-- start DATA FOR THE TASK --

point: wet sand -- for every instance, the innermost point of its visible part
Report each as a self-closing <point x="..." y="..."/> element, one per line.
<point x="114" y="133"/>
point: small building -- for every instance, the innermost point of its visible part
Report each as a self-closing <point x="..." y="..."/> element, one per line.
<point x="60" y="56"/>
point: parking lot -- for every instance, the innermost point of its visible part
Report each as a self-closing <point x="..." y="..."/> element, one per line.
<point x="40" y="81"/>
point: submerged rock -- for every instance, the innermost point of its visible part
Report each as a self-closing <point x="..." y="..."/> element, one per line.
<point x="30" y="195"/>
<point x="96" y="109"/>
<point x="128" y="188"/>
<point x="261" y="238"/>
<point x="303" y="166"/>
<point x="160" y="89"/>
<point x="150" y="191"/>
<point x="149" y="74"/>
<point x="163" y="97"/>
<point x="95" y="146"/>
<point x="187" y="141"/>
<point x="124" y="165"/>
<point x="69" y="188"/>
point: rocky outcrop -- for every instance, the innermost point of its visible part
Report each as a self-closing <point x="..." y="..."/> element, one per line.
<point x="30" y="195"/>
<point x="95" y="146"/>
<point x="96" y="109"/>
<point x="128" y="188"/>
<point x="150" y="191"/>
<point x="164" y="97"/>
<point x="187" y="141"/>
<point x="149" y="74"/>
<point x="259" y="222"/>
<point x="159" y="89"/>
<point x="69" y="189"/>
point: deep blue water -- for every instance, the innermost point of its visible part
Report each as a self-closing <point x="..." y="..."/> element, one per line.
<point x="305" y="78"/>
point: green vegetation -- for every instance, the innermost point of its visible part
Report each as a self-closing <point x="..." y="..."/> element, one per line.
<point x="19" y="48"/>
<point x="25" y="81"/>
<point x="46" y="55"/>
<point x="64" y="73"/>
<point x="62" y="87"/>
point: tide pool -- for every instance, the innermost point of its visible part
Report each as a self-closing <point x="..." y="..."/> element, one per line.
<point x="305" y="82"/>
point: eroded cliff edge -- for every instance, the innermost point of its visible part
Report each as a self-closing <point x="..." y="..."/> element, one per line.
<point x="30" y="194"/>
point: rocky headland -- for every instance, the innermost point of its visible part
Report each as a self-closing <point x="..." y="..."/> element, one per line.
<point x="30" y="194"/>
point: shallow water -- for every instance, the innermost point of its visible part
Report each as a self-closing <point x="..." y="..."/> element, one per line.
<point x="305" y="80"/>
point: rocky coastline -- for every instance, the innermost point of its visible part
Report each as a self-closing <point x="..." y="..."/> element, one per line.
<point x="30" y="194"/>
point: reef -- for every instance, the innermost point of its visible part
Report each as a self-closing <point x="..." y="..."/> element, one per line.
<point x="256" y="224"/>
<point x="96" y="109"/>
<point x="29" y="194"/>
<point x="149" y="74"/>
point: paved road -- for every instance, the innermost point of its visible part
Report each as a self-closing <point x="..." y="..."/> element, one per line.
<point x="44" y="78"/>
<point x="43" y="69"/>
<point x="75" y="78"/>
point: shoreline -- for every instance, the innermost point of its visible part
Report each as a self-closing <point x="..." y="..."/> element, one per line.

-- end DATA FOR THE TASK --

▸ TASK DETAILS:
Repeat the listing exactly, from its first line to its last.

▸ FINISHED TASK:
point: wet sand -- for every instance, the innermost point of its visible part
Report each as a self-closing <point x="..." y="..."/> element, one per line.
<point x="114" y="133"/>
point: small building -- for every instance, the innermost point of its visible part
Report each as a self-closing <point x="..." y="..."/> element, one per line.
<point x="60" y="56"/>
point: parking lot -- for every instance, the innermost point of its visible part
Report each as a self-closing <point x="..." y="..."/> element, one per line.
<point x="40" y="81"/>
point: submerged rock -- for every instance, the innermost point of its visible part
Report each as a self-closing <point x="..." y="..."/> element, one per line.
<point x="30" y="195"/>
<point x="96" y="109"/>
<point x="128" y="188"/>
<point x="261" y="238"/>
<point x="303" y="166"/>
<point x="160" y="89"/>
<point x="150" y="191"/>
<point x="149" y="74"/>
<point x="163" y="97"/>
<point x="95" y="146"/>
<point x="187" y="141"/>
<point x="124" y="165"/>
<point x="69" y="188"/>
point: rocky outcrop -- for every instance, the innermost point of its visible part
Report each as a self-closing <point x="..." y="..."/> element, one per line.
<point x="30" y="195"/>
<point x="95" y="146"/>
<point x="96" y="109"/>
<point x="128" y="188"/>
<point x="150" y="191"/>
<point x="164" y="97"/>
<point x="187" y="141"/>
<point x="149" y="74"/>
<point x="259" y="222"/>
<point x="159" y="89"/>
<point x="69" y="189"/>
point: deep blue water -- for every instance, the innermost point of its visible part
Report each as a self-closing <point x="..." y="..."/> element, one per line.
<point x="305" y="78"/>
point: green vegetation -- for every instance, the innermost point of its visible part
Report each as a self-closing <point x="..." y="..."/> element, one per line.
<point x="19" y="48"/>
<point x="25" y="81"/>
<point x="46" y="55"/>
<point x="64" y="73"/>
<point x="62" y="87"/>
point: tide pool -- for every instance, the innermost point of its visible part
Report each as a self-closing <point x="..." y="..."/> element, one per line.
<point x="305" y="82"/>
point: eroded cliff edge -- for every instance, the innermost point of its visible part
Report each as a self-closing <point x="..." y="..."/> element, one per line.
<point x="30" y="194"/>
point: rocky headland -- for every instance, the innermost point of its visible part
Report each as a self-closing <point x="..." y="..."/> element, one per line.
<point x="30" y="194"/>
point: shallow water -- for every instance, the innermost point of its visible part
Report each as a self-closing <point x="..." y="..."/> element, one per line.
<point x="305" y="80"/>
point: rocky coastline -- for every instance, the innermost point of its visible part
Report each as a self-closing <point x="..." y="..."/> element, one per line.
<point x="30" y="194"/>
point: reef -- for every instance, the innermost point of its visible part
Report each as a self-closing <point x="..." y="..."/> element, one per line.
<point x="256" y="224"/>
<point x="96" y="109"/>
<point x="29" y="194"/>
<point x="149" y="74"/>
point: paved road -- for every instance, the innermost point of its visible part
Report each as a self-closing <point x="..." y="..."/> element, one per line.
<point x="44" y="78"/>
<point x="43" y="69"/>
<point x="75" y="78"/>
point: shoreline -- for every instance, the innermost point of its visible part
Report each as a self-closing <point x="..." y="..."/> element, one per line.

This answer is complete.